REQUIRED ACTIONS:
**A)** Answer these questions about the text on foster parenting and discipline styles:
(i) What class is given as an example of the ones taken to practice less natural techniques?
(ii) How many months have the three younger kids been in care?
(iii) What reason is given for why it is hard to know what made a difference in any given situation?
**B)** Resume the text on foster parenting and discipline styles, picking up after its last sentence.

PROVIDED TEXT:
★ ★ ★ ★ ★
That said, I still tend to stick with my natural discipline style and adapt only when needed. That makes it easier on all of us because I don't do well when I am really uncomfortable with a technique.
When I have to make some major changes, I actually have been known to take classes (like Parenting With Love and Logic) to get in the practice of those things which aren't natural to me. As soon as it isn't needed, I find I revert pretty easily back to my more natural style.
|I would like to give myself credit that the 1 kid in my care turns out to have the lowest needs now; it didn't look that way, she really was extreme at first, with sexual acting out, fecal smearing, and every major violent/aggressive behavior you have ever heard of. My style is simply a great match for this kid. The 3 younger kids are coming from situations that are very structured, with consequences, behavior charts, psychotropic medications, and very mainstream therapeutic level foster care. Frankly, their behaviors have not much improved in the 18 months they have been in care.|
It's hard to know which came first, the chicken or the egg, or to know exactly what made a difference in any given situation because raising our kids isn't a controlled experiment: there are multiple factors at play at all times.
I'm sure you are making a difference for the kido in your care. Please don't think I am saying otherwise. I just know that with some of my foster kids, occassionally I've said about former foster parents, "I can't believe they did _____," and then find myself needing to do a similar kind of thing six months or a year down the line. It's easier to think that our style will be healing than someone else's. That said, it's nice when it works out that our style is in fact healing
. I guess I am just saying to be flexible.
★ ★ ★ ★ ★
Stored records
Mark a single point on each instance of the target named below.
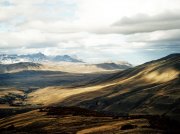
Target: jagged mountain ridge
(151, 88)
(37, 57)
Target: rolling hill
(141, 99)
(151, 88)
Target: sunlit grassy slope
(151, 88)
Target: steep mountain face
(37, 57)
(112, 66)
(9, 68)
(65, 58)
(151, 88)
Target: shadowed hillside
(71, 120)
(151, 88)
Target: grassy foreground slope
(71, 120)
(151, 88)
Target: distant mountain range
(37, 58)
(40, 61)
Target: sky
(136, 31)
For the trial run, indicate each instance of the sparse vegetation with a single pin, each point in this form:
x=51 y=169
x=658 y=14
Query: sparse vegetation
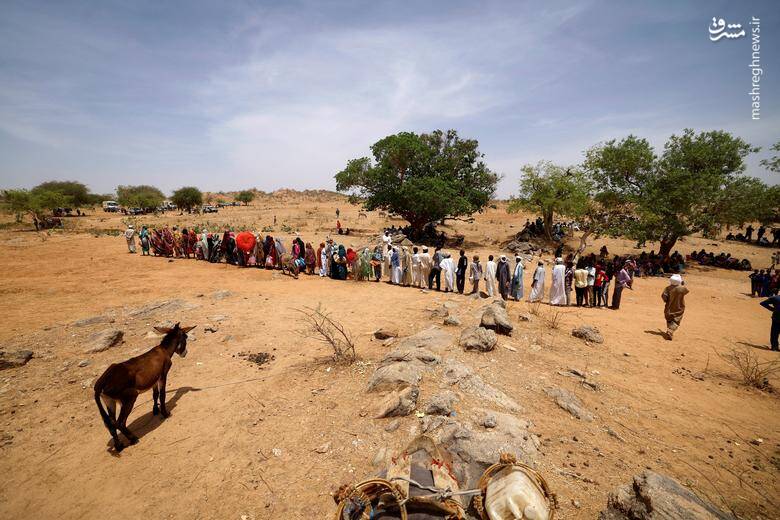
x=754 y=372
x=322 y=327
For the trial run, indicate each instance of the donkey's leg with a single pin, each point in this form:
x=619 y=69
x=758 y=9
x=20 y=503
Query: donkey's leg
★ ★ ★ ★ ★
RESPONSES BY TASK:
**A)**
(i) Parenting With Love and Logic
(ii) 18 months
(iii) Raising kids isn't a controlled experiment, and there are multiple factors at play at all times.

**B)**
|She is also missing the basic level of trust the bios have - that I am basically on the same team, with similar goals.|
One thing we've always done with all our kids is weekly "family meetings." We take a really big "team approach" to these meetings (everyone brings agenda items, everyone participates in solutions from the point of trying to find and articulate shared goals, etc.). Even if our more every day style has to be a little more directive, I've found having some introductory experiences to "being on the same team, with similar goals" is useful to help work slowly, slowly toward that approach on a more daily basis.
|Does the history of neglect influence?|
In my experience, yes. Absolutely!
|Is it unfair, even unethical, for me to test my pretty radical theories on such vulnerable kids? Or is it unfair to not give them the same opportunities I give the bio-dumplings?|
I'd say that it is unfair and unethical to go in with such rigid expectations either way that we can't face when our expectations don't match a situation. I think it is unfair and unethical to try to shape our kids around our ideals of how we "should" raise them. I think it is unfair and unethical to be non-responsive to our kid's histories.
But honestly, you are asking these questions. That doesn't seem much of a danger. I think you'll feel your way through it as the kids grow with you. I think as Whistler said, you should experiment with just trusting your gut. Generally I too have found that the most useful thing to do!